= Pointing and labeling entries =
◆ ◆ ◆ ◆ ◆

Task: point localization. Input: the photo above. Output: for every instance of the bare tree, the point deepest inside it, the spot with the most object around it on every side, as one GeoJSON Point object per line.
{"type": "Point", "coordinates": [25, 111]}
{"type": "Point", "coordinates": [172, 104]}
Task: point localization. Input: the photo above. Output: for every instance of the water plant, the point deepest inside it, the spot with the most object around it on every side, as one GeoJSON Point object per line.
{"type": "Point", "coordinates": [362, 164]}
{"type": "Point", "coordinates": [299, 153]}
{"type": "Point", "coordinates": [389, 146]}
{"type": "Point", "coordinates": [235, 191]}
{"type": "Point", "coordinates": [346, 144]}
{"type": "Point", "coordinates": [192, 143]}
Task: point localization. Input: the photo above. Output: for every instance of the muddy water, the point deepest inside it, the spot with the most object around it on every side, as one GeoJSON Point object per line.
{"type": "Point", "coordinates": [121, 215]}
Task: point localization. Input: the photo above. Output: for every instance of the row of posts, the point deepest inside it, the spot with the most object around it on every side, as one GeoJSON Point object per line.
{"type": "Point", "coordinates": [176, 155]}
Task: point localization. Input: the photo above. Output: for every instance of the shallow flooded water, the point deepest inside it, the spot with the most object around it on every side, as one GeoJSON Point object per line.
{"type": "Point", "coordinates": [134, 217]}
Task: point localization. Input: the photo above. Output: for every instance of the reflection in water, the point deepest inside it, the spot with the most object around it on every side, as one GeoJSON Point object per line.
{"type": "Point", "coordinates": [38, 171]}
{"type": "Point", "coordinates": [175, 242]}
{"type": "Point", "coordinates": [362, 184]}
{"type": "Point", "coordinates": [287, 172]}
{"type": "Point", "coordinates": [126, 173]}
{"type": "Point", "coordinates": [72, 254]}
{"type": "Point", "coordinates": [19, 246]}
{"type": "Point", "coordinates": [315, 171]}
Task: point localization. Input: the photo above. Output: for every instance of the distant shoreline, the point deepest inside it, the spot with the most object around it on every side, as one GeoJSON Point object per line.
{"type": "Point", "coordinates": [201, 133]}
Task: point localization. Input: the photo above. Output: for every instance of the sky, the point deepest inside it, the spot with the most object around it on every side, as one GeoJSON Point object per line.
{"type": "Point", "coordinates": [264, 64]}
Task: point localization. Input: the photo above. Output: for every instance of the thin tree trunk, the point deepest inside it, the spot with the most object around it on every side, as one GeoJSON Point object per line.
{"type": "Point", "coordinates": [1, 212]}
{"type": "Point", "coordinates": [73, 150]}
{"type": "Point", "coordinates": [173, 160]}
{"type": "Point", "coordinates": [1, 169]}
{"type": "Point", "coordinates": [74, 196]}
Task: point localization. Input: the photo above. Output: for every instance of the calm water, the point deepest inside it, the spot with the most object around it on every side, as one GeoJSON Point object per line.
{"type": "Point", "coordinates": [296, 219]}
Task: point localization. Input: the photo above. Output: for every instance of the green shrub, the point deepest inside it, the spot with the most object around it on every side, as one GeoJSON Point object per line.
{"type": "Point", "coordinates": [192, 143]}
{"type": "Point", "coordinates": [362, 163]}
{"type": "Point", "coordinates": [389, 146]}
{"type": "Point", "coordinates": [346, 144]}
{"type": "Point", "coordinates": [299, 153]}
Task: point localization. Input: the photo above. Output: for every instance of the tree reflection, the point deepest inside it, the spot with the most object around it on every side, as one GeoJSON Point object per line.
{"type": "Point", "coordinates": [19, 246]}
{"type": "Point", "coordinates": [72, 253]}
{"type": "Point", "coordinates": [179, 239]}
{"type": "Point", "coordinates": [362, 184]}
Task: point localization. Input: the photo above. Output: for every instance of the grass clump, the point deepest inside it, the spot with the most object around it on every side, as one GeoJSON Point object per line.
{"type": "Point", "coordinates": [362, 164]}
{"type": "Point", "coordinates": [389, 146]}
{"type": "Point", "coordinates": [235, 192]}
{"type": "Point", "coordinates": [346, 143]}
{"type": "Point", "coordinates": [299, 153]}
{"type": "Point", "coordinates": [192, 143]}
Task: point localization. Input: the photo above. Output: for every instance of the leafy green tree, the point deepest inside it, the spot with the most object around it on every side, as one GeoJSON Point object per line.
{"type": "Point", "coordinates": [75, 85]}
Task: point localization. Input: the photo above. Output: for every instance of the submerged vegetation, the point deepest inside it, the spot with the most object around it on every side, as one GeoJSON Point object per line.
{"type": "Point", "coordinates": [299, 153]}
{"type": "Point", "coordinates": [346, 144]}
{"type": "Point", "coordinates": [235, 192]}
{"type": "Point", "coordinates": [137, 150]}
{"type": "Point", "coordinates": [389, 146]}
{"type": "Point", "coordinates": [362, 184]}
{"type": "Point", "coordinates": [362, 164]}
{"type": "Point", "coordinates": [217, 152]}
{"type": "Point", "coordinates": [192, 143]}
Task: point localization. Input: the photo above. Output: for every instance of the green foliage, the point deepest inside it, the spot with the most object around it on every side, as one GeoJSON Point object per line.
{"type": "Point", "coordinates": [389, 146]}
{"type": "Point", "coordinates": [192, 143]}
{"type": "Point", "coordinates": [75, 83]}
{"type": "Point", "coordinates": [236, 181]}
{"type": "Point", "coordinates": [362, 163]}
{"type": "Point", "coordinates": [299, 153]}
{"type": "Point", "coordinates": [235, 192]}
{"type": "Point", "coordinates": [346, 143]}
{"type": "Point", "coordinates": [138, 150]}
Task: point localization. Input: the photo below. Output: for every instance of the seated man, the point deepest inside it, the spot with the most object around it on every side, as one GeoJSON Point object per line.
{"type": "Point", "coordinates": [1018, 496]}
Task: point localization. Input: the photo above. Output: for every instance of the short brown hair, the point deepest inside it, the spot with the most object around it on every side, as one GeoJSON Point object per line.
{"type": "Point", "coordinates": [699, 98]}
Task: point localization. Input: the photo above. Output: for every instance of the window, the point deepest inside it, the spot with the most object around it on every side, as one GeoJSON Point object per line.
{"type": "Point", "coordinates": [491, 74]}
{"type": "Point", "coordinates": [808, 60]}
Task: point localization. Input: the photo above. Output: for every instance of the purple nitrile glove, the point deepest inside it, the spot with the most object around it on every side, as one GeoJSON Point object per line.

◆ ◆ ◆ ◆ ◆

Repeat all of the records above exactly as they appear.

= Exercise response =
Task: point localization. Input: the photo above. Output: for every instance of the bare tree, the point deepest inside it, the spot with the most object around it on every side, as one GeoJSON Point object per line.
{"type": "Point", "coordinates": [25, 111]}
{"type": "Point", "coordinates": [172, 104]}
Task: point localization. Input: the photo above. Output: for every instance of the water plant, the point deepest inside it, the spot with the most object around it on every side, as one GeoJSON Point object per line.
{"type": "Point", "coordinates": [362, 164]}
{"type": "Point", "coordinates": [299, 153]}
{"type": "Point", "coordinates": [389, 146]}
{"type": "Point", "coordinates": [235, 191]}
{"type": "Point", "coordinates": [346, 144]}
{"type": "Point", "coordinates": [192, 143]}
Task: point localization. Input: the photo above. Output: for every instance of the muddy water, the point deepest inside it, the spot with the most object around it on every side, as one GeoJSON Point object per line.
{"type": "Point", "coordinates": [121, 215]}
Task: point localization. Input: the photo above. Output: for every instance of the row of posts, the point deepest inside it, the spot with the most object around it on every side, as one GeoJSON Point object per line.
{"type": "Point", "coordinates": [176, 155]}
Task: point localization. Input: the photo above. Output: for every instance of the shallow flooded water, the point deepest inside it, the spot with the most object around it on every side, as one GeoJSON Point object per line.
{"type": "Point", "coordinates": [134, 217]}
Task: point localization. Input: the photo above. Output: for every instance of the reflection in water, the point deepest inside it, the spot with the most object around it on every side, as one GeoJSON Point object per line.
{"type": "Point", "coordinates": [38, 171]}
{"type": "Point", "coordinates": [175, 242]}
{"type": "Point", "coordinates": [362, 184]}
{"type": "Point", "coordinates": [287, 172]}
{"type": "Point", "coordinates": [126, 173]}
{"type": "Point", "coordinates": [72, 254]}
{"type": "Point", "coordinates": [19, 246]}
{"type": "Point", "coordinates": [315, 171]}
Task: point localization. Input: the photo above. Output: for every instance of the distant shoreline, the point deepest inside it, the spot with the most object around it on every side, as one GeoJSON Point object per line.
{"type": "Point", "coordinates": [201, 133]}
Task: point localization. Input: the photo above. Output: for every instance of the sky, the point deepest inside it, the spot with the most object around it on every side, as one GeoJSON Point object per line.
{"type": "Point", "coordinates": [264, 64]}
Task: point localization. Input: the photo above. Output: for every instance of the thin tree trunk, the point deepest inside it, the spot with the most object around it on every side, as one GeoJSON Point object per line.
{"type": "Point", "coordinates": [1, 212]}
{"type": "Point", "coordinates": [73, 150]}
{"type": "Point", "coordinates": [173, 160]}
{"type": "Point", "coordinates": [1, 169]}
{"type": "Point", "coordinates": [74, 196]}
Task: point localization. Input: the photo above. Output: for every instance of the calm water, the point deepest inside it, the spot with the most object around it on every side, as one GeoJSON Point object per line.
{"type": "Point", "coordinates": [296, 219]}
Task: point localization. Input: the photo above. Output: for every instance of the green shrub, the point deepest inside it, the spot with the most object around it on every side, as one GeoJSON Point object per line.
{"type": "Point", "coordinates": [192, 143]}
{"type": "Point", "coordinates": [362, 163]}
{"type": "Point", "coordinates": [389, 146]}
{"type": "Point", "coordinates": [346, 144]}
{"type": "Point", "coordinates": [299, 153]}
Task: point localization. Input: the photo above. Output: for every instance of the tree reflection, the point deepest inside it, the spot with the most object around it on every side, as one GeoJSON Point object per line.
{"type": "Point", "coordinates": [19, 246]}
{"type": "Point", "coordinates": [72, 253]}
{"type": "Point", "coordinates": [179, 239]}
{"type": "Point", "coordinates": [362, 184]}
Task: point localization. Input: the photo above. Output: for every instance of the grass clump, the point deepest inside it, the spot with the most object around it on every side, as one GeoJSON Point object per line.
{"type": "Point", "coordinates": [362, 164]}
{"type": "Point", "coordinates": [389, 146]}
{"type": "Point", "coordinates": [235, 192]}
{"type": "Point", "coordinates": [346, 143]}
{"type": "Point", "coordinates": [299, 153]}
{"type": "Point", "coordinates": [192, 143]}
Task: point localization. Input: the photo above. Output: for every instance of the leafy green tree, the point deepest inside it, the spot with the most object around it on every side, as one GeoJSON Point object per line.
{"type": "Point", "coordinates": [75, 85]}
Task: point localization. Input: the photo above. Output: for every instance of the submerged vegetation, the point deepest inside it, the spot with the most object around it on every side, as one GeoJSON Point object per line.
{"type": "Point", "coordinates": [299, 153]}
{"type": "Point", "coordinates": [346, 144]}
{"type": "Point", "coordinates": [235, 192]}
{"type": "Point", "coordinates": [137, 150]}
{"type": "Point", "coordinates": [389, 146]}
{"type": "Point", "coordinates": [362, 184]}
{"type": "Point", "coordinates": [362, 164]}
{"type": "Point", "coordinates": [217, 152]}
{"type": "Point", "coordinates": [192, 143]}
Task: point localization. Input: the photo above. Output: for every instance of the green foliage, the point deepest inside it, the spot with the most object around it on every side, as one GeoJSON Point object per line.
{"type": "Point", "coordinates": [389, 146]}
{"type": "Point", "coordinates": [192, 143]}
{"type": "Point", "coordinates": [75, 83]}
{"type": "Point", "coordinates": [236, 181]}
{"type": "Point", "coordinates": [362, 163]}
{"type": "Point", "coordinates": [299, 153]}
{"type": "Point", "coordinates": [235, 192]}
{"type": "Point", "coordinates": [346, 143]}
{"type": "Point", "coordinates": [138, 150]}
Task: point localization. Input: the photo below. Output: for every instance of the seated man, the point deepest inside it, the spot with the most object around it on every side, as one GeoJSON Point object per line.
{"type": "Point", "coordinates": [1018, 496]}
Task: point localization. Input: the photo above. Output: for every instance of the short brown hair, the point deepest inside it, the spot with the most object around it on every side, as one GeoJSON Point object per line.
{"type": "Point", "coordinates": [699, 98]}
Task: point localization. Input: the photo above. Output: for every instance of the window, the point deepest inside it, the spot with the most object around it on every side, as one GeoJSON Point object per line.
{"type": "Point", "coordinates": [491, 74]}
{"type": "Point", "coordinates": [808, 60]}
Task: point localization. Input: the photo above. Output: for every instance of the purple nitrile glove, the point deepest inside it, the spot with the most object around it on every side, as one GeoJSON Point object per line.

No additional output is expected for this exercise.